Point labeling dataset excerpts:
__________________________________________________

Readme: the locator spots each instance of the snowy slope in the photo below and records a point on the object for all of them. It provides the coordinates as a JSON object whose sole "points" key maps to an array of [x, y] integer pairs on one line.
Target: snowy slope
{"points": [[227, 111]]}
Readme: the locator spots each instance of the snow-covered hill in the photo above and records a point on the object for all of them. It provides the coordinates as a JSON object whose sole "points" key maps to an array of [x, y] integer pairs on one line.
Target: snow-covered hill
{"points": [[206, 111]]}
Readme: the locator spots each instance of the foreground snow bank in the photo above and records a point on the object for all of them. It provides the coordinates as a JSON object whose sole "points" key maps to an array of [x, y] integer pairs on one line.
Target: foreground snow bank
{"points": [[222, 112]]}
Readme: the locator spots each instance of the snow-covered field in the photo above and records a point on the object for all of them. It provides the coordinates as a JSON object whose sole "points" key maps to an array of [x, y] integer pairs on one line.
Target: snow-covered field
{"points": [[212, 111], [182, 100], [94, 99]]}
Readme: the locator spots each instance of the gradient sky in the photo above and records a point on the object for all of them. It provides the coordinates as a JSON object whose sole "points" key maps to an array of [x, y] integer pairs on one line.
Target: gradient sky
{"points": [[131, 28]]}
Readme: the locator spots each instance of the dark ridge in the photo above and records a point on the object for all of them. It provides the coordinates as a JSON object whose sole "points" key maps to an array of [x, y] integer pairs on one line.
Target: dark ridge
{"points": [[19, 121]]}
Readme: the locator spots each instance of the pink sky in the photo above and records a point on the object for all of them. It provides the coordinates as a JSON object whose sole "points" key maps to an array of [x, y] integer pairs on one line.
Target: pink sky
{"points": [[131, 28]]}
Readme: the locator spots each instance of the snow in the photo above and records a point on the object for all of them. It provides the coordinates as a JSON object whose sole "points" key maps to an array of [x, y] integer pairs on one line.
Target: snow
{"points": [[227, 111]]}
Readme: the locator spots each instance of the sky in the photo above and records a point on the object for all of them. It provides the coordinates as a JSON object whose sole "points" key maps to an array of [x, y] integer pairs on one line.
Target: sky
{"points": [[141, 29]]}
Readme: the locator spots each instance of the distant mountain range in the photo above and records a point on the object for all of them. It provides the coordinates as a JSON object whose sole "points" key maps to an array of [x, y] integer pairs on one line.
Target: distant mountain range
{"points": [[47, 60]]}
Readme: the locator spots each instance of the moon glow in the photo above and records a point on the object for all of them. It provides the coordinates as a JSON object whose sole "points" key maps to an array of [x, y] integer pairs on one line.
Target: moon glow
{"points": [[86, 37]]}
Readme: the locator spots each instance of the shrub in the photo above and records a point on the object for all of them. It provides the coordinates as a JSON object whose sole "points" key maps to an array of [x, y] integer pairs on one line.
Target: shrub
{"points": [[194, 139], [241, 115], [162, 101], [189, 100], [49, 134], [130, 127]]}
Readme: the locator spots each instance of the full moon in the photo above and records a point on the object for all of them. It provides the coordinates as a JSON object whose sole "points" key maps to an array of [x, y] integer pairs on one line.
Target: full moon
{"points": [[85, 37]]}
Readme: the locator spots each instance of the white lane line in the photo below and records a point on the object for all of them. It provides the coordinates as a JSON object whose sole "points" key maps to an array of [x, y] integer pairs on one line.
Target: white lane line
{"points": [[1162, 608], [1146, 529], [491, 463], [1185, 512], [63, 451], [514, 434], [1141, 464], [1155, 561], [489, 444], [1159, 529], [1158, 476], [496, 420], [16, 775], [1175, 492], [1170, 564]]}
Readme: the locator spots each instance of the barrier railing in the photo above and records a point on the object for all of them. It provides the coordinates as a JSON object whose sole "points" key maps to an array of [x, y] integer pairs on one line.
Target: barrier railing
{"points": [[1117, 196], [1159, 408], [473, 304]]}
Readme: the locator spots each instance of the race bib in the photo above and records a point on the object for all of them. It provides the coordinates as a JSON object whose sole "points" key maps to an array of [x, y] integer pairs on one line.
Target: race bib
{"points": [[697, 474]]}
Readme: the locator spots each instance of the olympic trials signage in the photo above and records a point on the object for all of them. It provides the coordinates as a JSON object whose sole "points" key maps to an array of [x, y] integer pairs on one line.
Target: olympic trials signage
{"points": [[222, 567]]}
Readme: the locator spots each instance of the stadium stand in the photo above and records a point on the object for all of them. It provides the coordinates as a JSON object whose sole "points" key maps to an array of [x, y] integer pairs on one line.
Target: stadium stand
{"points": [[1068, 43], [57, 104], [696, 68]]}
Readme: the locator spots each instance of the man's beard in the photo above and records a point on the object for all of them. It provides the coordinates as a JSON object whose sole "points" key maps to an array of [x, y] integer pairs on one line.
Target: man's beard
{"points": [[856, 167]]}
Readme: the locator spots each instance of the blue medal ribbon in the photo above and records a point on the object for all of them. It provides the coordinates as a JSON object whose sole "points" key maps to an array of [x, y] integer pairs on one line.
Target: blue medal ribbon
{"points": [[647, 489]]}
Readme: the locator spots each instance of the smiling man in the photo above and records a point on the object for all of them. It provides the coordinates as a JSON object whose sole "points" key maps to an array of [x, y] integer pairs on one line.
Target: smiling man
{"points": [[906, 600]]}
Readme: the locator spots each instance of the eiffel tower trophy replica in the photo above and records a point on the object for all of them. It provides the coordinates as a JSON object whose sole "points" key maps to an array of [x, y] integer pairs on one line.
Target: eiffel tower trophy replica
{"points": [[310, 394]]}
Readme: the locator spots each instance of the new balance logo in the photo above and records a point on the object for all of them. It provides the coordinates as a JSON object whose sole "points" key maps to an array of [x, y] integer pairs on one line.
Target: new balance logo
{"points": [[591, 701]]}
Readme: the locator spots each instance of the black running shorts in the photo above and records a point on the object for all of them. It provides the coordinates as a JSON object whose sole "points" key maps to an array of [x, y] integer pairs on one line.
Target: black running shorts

__________________________________________________

TASK DESCRIPTION ▸
Give again only the lines starting at the one that contains "Readme: the locator spots each instance of the new" and running to the end of the data.

REPLY ▸
Readme: the locator spots each instance of the new balance logo in the photo above and records a point on the object for all of them. It provides the coordinates as a JSON object whose sole "points" key maps to an array of [x, y] integer pairs on one line.
Target: new balance logo
{"points": [[591, 701]]}
Readme: the locator spots each instance of the black running shorts in the photo above and records a point on the object for all of them. It provides the coordinates as a JSON object whose sole "points" key maps to an array of [x, y] integer pairs on one line.
Target: black running shorts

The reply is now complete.